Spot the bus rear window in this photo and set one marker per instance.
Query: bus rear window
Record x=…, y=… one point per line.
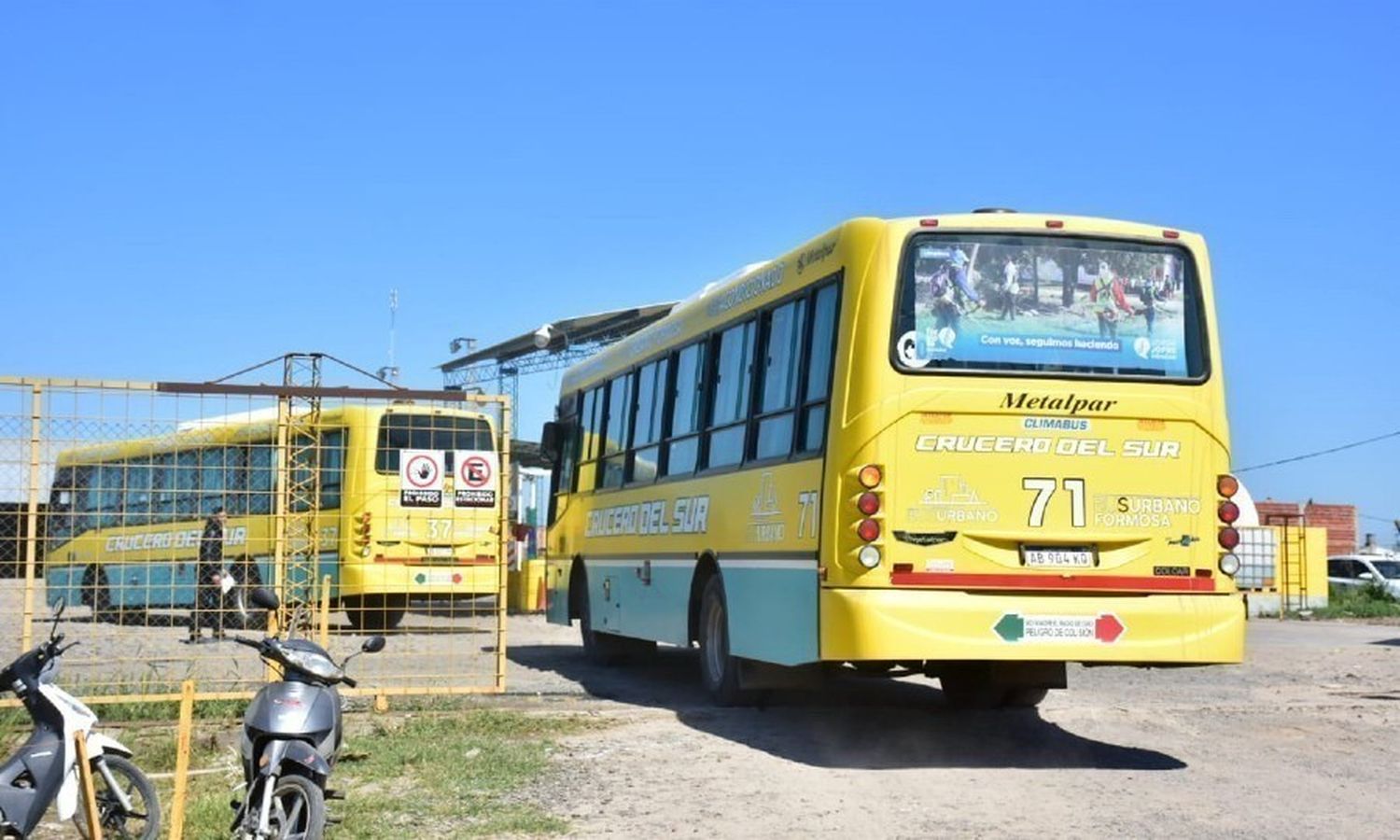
x=427, y=431
x=1049, y=304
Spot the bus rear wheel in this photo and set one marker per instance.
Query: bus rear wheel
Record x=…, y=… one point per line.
x=719, y=669
x=375, y=612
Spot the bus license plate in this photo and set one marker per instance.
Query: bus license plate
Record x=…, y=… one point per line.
x=1042, y=557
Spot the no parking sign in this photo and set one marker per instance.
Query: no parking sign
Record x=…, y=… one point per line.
x=478, y=476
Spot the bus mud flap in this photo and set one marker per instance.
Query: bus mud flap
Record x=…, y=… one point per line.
x=764, y=675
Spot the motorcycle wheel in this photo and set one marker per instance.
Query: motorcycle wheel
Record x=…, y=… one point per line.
x=142, y=822
x=299, y=809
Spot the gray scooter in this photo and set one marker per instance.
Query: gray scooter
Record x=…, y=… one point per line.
x=291, y=735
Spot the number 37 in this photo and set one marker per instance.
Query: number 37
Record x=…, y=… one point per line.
x=1044, y=489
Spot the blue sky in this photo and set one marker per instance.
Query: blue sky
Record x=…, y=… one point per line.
x=188, y=188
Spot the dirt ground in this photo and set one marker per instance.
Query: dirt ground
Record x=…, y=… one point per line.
x=1301, y=741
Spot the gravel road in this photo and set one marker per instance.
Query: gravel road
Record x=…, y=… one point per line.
x=1301, y=741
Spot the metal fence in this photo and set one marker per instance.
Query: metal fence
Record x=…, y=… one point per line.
x=153, y=510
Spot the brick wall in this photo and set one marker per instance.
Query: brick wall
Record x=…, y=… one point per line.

Instructions to follow :: Each line above that includes the word "number" is to be copied.

Answer area ::
Spot the number 37 in this photo and set one marker per instance.
Query: number 37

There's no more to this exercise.